The first model obtained through training in the foregoing method has a specific image processing capability (target detection capability). Specifically, when target detection needs to be performed on an image, the image may be input into the first model. In this case, the first model may first encode the image to obtain an encoding result of the image. Then, the first model may process the encoding result of the image to obtain a first processing result of the image. Then, the first model may process the encoding result of the image and the first processing result of the image to obtain a second processing result of the image. After the first processing result and the second processing result that are output by the first model are obtained, locations of M objects in the image may be determined by using the first processing result, and categories of the M objects in the image may be determined by using the second processing result. In this way, target detection for the image is completed. In the foregoing process, an input of the first model is only the image, and no text related to the image needs to be prepared, so that image processing costs can be effectively reduced. In addition, the first model needs only to perform a series of processing on the image to complete target detection for the image, and an amount of information that needs to be processed is small. Therefore, a calculation amount of image processing can be reduced, thereby improving image processing efficiency.
In a possible embodiment, the first to-be-trained model is configured to encode the image to obtain first features of the M objects in the image, where the first features of the M objects are used as the encoding result of the image.
In a possible embodiment, the first to-be-trained model is configured to perform multilayer perceptron-based processing on the first features of the M objects to obtain second features of the M objects, where the second features of the M objects are used as the first processing result of the image.
In a possible embodiment, the first processing result includes coordinates of boundary points of the M objects in the image, or the first processing result includes sizes of the M objects and coordinates of central points of the M objects in the image.
In a possible embodiment, the first to-be-trained model is configured to: perform deformable convolution on the second features of the M objects to obtain third features of the M objects; fuse the first features of the M objects and the third features of the M objects to obtain fourth features of the M objects; and process the fourth features of the M objects to obtain fifth features of the M objects, where the fifth features of the M objects are used as the second processing result of the image, and the processing on the fourth features includes at least one of the following: processing based on a self attention mechanism, processing based on a cross attention mechanism, and full connection.
In a possible embodiment, the method further includes: obtaining N texts, where the N texts are used to describe N categories that are different from each other, and M≥N≥1; encoding the N texts by using a second to-be-trained model, to obtain features of the N texts; and performing matching on the features of the N texts and the fourth features of the M objects by using a third to-be-trained model, to obtain degrees of matching between the N texts and the M objects, where the degrees of matching between the N texts and the M objects are used as a third processing result of the image. Obtaining the target loss based on the first processing result and the second processing result includes: obtaining the target loss based on the first processing result, the second processing result, and the third processing result.
In a possible embodiment, the method further includes: aggregating the degrees of matching between the N texts and the M objects to obtain degrees of matching between the N texts and the image, where the degrees of matching between the N texts and the image are used as a fourth processing result of the image. Obtaining the target loss based on the first processing result and the second processing result includes: obtaining the target loss based on the first processing result, the second processing result, and the fourth processing result.
In a possible embodiment, the method further includes: training the second to-be-trained model and the third to-be-trained model based on the target loss, to obtain a second model and a third model.
A third aspect of embodiments of this application provides an image processing apparatus. The apparatus includes a first model, and the apparatus includes: an obtaining module, configured to obtain an image; an encoding module, configured to encode the image to obtain an encoding result of the image; a first processing module, configured to process the encoding result to obtain a first processing result of the image, where the first processing result is used to determine locations of M objects in the image, and M≥1; and a second processing module, configured to process the encoding result and the first processing result to obtain a second processing result of the image, where the second processing result is used to determine categories of the M objects.

> INSTRUCTION A
Collect every line in the records below that contains the string "person".

> Image object location records

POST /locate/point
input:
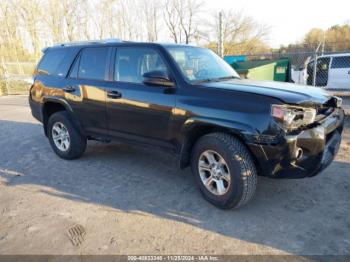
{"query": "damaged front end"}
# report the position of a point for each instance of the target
(309, 139)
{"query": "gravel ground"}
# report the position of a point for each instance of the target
(119, 199)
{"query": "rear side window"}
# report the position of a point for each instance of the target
(94, 63)
(341, 62)
(132, 63)
(56, 62)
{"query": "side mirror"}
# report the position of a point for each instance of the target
(159, 78)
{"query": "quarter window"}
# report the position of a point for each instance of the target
(56, 62)
(132, 63)
(94, 63)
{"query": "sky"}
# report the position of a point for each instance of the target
(289, 21)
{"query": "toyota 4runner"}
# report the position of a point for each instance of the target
(188, 101)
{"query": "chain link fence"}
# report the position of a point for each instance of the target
(15, 77)
(330, 70)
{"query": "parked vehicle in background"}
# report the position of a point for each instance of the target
(332, 71)
(185, 100)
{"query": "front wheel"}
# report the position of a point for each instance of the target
(224, 170)
(65, 139)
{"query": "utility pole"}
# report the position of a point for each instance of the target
(221, 37)
(323, 41)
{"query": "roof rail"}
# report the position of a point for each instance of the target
(105, 41)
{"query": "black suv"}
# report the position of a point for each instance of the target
(187, 101)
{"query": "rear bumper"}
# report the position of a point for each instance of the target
(302, 155)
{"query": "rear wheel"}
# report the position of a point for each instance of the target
(224, 170)
(66, 141)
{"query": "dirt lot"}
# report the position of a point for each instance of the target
(126, 200)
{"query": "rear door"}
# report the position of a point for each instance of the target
(86, 88)
(339, 77)
(134, 110)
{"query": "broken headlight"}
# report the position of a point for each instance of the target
(293, 117)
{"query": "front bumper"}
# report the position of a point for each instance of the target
(305, 154)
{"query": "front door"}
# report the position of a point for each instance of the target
(135, 110)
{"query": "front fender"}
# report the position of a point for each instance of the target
(195, 127)
(240, 129)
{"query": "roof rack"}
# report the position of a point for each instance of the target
(105, 41)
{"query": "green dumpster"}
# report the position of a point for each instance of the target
(273, 70)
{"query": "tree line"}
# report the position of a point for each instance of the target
(29, 25)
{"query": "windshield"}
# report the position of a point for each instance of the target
(201, 65)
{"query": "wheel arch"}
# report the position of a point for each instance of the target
(52, 105)
(195, 128)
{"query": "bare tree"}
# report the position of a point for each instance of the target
(241, 34)
(151, 14)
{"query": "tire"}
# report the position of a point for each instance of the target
(237, 168)
(77, 142)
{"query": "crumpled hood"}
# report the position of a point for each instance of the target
(286, 92)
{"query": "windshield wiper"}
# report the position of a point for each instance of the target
(227, 78)
(207, 80)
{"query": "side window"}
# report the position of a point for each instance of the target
(56, 62)
(94, 63)
(132, 63)
(75, 69)
(341, 62)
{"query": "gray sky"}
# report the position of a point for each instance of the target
(289, 20)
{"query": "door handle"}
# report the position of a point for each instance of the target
(114, 94)
(68, 89)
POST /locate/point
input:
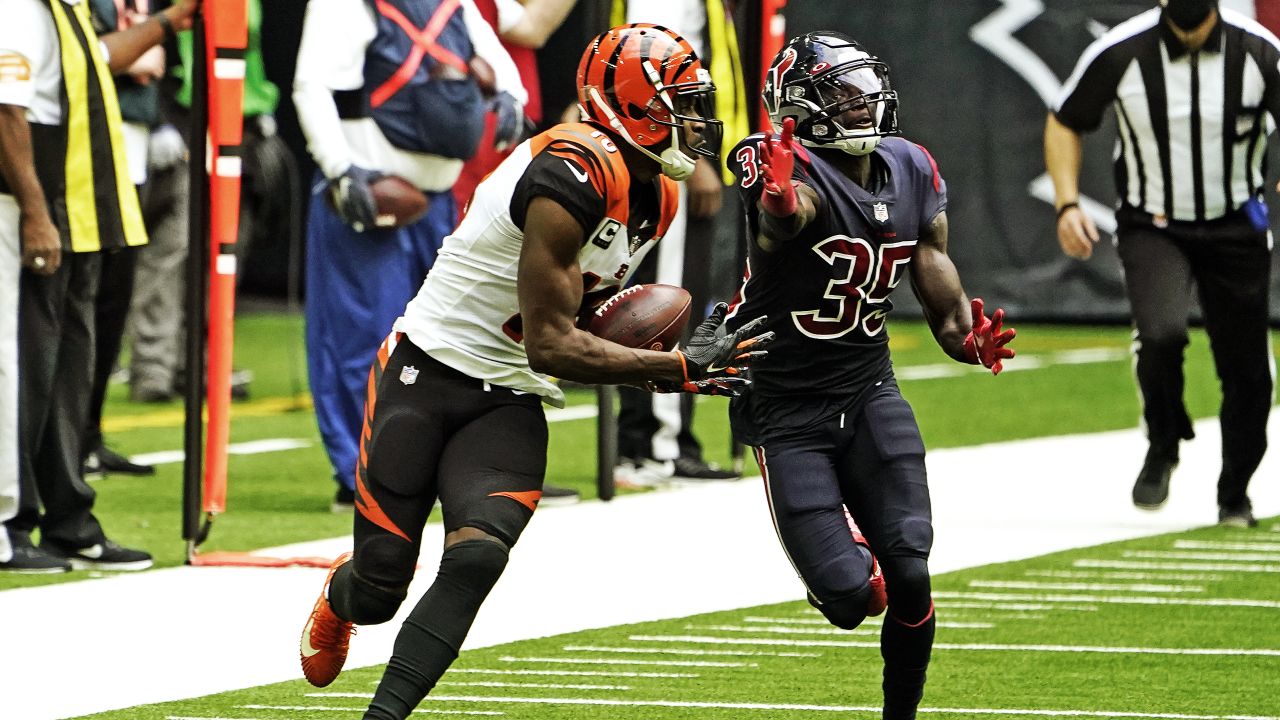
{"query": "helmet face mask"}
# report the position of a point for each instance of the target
(649, 86)
(839, 94)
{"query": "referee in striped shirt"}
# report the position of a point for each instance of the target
(1196, 91)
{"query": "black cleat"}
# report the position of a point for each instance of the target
(1151, 491)
(30, 560)
(105, 555)
(103, 460)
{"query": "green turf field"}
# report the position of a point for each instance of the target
(1065, 379)
(1104, 632)
(1088, 633)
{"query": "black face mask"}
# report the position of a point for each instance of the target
(1187, 14)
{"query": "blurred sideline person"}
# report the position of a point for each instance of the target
(65, 196)
(553, 231)
(656, 436)
(1191, 213)
(522, 28)
(835, 224)
(378, 96)
(138, 91)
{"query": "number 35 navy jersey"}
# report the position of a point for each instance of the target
(827, 290)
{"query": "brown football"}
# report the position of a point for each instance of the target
(649, 317)
(398, 201)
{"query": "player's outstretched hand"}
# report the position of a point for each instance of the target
(714, 352)
(777, 162)
(984, 345)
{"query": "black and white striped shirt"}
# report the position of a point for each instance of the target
(1193, 126)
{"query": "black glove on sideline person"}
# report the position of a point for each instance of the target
(352, 197)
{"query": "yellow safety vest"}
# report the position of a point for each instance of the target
(726, 68)
(99, 203)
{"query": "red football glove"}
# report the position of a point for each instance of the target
(984, 345)
(777, 160)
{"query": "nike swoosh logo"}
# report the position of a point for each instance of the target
(307, 651)
(577, 173)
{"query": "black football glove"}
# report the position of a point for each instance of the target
(713, 352)
(510, 126)
(352, 197)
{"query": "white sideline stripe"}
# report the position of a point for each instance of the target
(575, 673)
(609, 661)
(960, 711)
(1038, 586)
(1013, 606)
(1141, 565)
(685, 651)
(251, 447)
(999, 647)
(1114, 600)
(320, 709)
(1194, 555)
(1125, 575)
(542, 686)
(827, 629)
(1082, 356)
(1219, 545)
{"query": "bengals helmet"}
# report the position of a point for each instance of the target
(837, 92)
(645, 82)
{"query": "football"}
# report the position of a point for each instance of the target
(649, 317)
(398, 201)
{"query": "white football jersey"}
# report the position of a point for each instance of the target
(467, 313)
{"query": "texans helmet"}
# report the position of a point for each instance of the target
(645, 82)
(837, 92)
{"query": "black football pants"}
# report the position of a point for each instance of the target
(1229, 264)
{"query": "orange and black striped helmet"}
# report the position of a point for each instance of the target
(645, 81)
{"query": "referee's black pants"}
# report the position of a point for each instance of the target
(1229, 264)
(55, 377)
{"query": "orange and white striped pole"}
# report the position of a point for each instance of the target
(773, 36)
(227, 36)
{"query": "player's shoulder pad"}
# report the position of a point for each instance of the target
(589, 154)
(917, 155)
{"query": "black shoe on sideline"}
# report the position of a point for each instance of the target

> INSTRUCTION B
Answer these questions using the image processing passage above:
(i) Which processing result is used to determine the categories of the M objects?
(ii) What operation is performed on the second features of the M objects to obtain their third features?
(iii) What do the N texts describe?

> TASK RESULT A
{"query": "blurred sideline person"}
{"query": "black glove on sideline person"}

> TASK RESULT B
(i) The second processing result.
(ii) Deformable convolution.
(iii) N categories that are different from each other.